___ TRECHO DE ORIGEM ___

Dito e feito, e em 2014 eu fiz o caminho de volta. Aluguei um apartamento na Rua Sapucaí, esquina com Avenida Francisco Sales. Esse morro, no bairro Floresta, fica atrás de alguns dos pontos mais importantes de Belo Horizonte. Bastava eu olhar pela janela para dar de cara com a Praça da Estação; bastava eu esticar o pescoço para observar o verde do Parque Municipal transformando o cinza da metrópole.
E, de repente, BH inteira virou parte da minha vida, da mesma forma que fazemos quando viajamos por outras cidades, mas que nem sempre é a realidade quando deixamos a rotina de nossa própria casa nos prender. Dos bares da Sapucaí às cervejarias artesanais, das caminhadas nos parques ao descanso e aos museus na Praça da Liberdade, dos botecos da esquina ao bom e velho Maletta. E, claro, também aumentou a proximidade com minha família, com os jogos do América no Independência (o time não tem ajudado, mas o tropeiro continua incrível) e com o jeito mineiro e belo-horizontino de viver a vida.

___ LISTAGEM DE DADOS ___

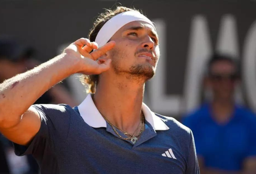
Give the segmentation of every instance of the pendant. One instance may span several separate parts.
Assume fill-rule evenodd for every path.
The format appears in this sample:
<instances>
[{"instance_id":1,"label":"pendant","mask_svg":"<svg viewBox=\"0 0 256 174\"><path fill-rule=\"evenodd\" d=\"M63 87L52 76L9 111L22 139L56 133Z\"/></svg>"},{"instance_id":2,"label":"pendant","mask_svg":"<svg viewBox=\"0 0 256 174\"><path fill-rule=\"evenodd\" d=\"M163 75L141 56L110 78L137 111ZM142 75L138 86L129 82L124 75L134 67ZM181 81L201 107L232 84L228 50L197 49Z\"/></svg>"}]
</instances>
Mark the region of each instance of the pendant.
<instances>
[{"instance_id":1,"label":"pendant","mask_svg":"<svg viewBox=\"0 0 256 174\"><path fill-rule=\"evenodd\" d=\"M138 141L138 138L137 137L133 137L131 139L131 141L132 143L135 144L137 141Z\"/></svg>"}]
</instances>

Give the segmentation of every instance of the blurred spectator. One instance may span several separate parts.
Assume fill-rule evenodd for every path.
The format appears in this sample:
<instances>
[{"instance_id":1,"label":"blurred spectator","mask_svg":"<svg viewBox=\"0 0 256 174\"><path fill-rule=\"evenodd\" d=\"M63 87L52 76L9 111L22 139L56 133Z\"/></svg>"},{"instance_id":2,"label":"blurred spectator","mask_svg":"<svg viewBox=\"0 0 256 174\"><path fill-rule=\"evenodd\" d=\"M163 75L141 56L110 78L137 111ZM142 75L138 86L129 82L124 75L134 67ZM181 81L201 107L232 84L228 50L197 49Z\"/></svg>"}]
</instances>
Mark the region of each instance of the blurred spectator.
<instances>
[{"instance_id":1,"label":"blurred spectator","mask_svg":"<svg viewBox=\"0 0 256 174\"><path fill-rule=\"evenodd\" d=\"M19 44L9 37L0 38L0 83L5 79L33 68L41 63L31 59L34 50ZM36 103L77 105L61 84L58 84L40 97ZM0 134L0 174L38 173L38 166L32 156L18 157L11 143Z\"/></svg>"},{"instance_id":2,"label":"blurred spectator","mask_svg":"<svg viewBox=\"0 0 256 174\"><path fill-rule=\"evenodd\" d=\"M215 54L204 79L212 98L185 117L192 130L202 174L256 174L256 116L235 103L239 66Z\"/></svg>"}]
</instances>

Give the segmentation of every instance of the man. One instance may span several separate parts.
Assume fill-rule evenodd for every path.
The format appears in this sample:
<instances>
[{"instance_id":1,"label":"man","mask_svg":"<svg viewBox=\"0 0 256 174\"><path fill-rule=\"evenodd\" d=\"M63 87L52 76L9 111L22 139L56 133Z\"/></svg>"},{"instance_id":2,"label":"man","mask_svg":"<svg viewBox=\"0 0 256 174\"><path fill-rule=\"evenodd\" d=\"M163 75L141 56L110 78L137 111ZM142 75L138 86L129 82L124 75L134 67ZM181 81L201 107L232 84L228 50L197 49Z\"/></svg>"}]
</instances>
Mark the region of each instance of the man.
<instances>
[{"instance_id":1,"label":"man","mask_svg":"<svg viewBox=\"0 0 256 174\"><path fill-rule=\"evenodd\" d=\"M142 103L160 55L151 21L119 7L98 18L89 38L1 85L0 129L17 154L32 153L42 174L198 174L190 130ZM85 81L95 92L78 107L31 106L77 72L94 75Z\"/></svg>"},{"instance_id":2,"label":"man","mask_svg":"<svg viewBox=\"0 0 256 174\"><path fill-rule=\"evenodd\" d=\"M214 55L205 79L212 100L183 122L195 136L203 174L256 173L256 117L234 101L239 76L232 57Z\"/></svg>"}]
</instances>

___

*TAREFA 1*
Resuma em duas frases o trecho sobre a volta a Belo Horizonte.
*TAREFA 2*
Copie do trecho de origem o intervalo entre "E, de repente, BH" e "viver a vida.", inclusive.

*RESPOSTA 1*
Em 2014, houve a volta a Belo Horizonte, com o aluguel de um apartamento na Rua Sapucaí, esquina com a Avenida Francisco Sales, no bairro Floresta, de onde se viam a Praça da Estação e o verde do Parque Municipal. A partir daí, BH inteira passou a fazer parte da vida de quem narra, dos bares da Sapucaí e das cervejarias artesanais aos parques, aos museus da Praça da Liberdade e ao Maletta, com mais proximidade da família, dos jogos do América no Independência e do jeito mineiro e belo-horizontino de viver.

*RESPOSTA 2*
E, de repente, BH inteira virou parte da minha vida, da mesma forma que fazemos quando viajamos por outras cidades, mas que nem sempre é a realidade quando deixamos a rotina de nossa própria casa nos prender. Dos bares da Sapucaí às cervejarias artesanais, das caminhadas nos parques ao descanso e aos museus na Praça da Liberdade, dos botecos da esquina ao bom e velho Maletta. E, claro, também aumentou a proximidade com minha família, com os jogos do América no Independência (o time não tem ajudado, mas o tropeiro continua incrível) e com o jeito mineiro e belo-horizontino de viver a vida.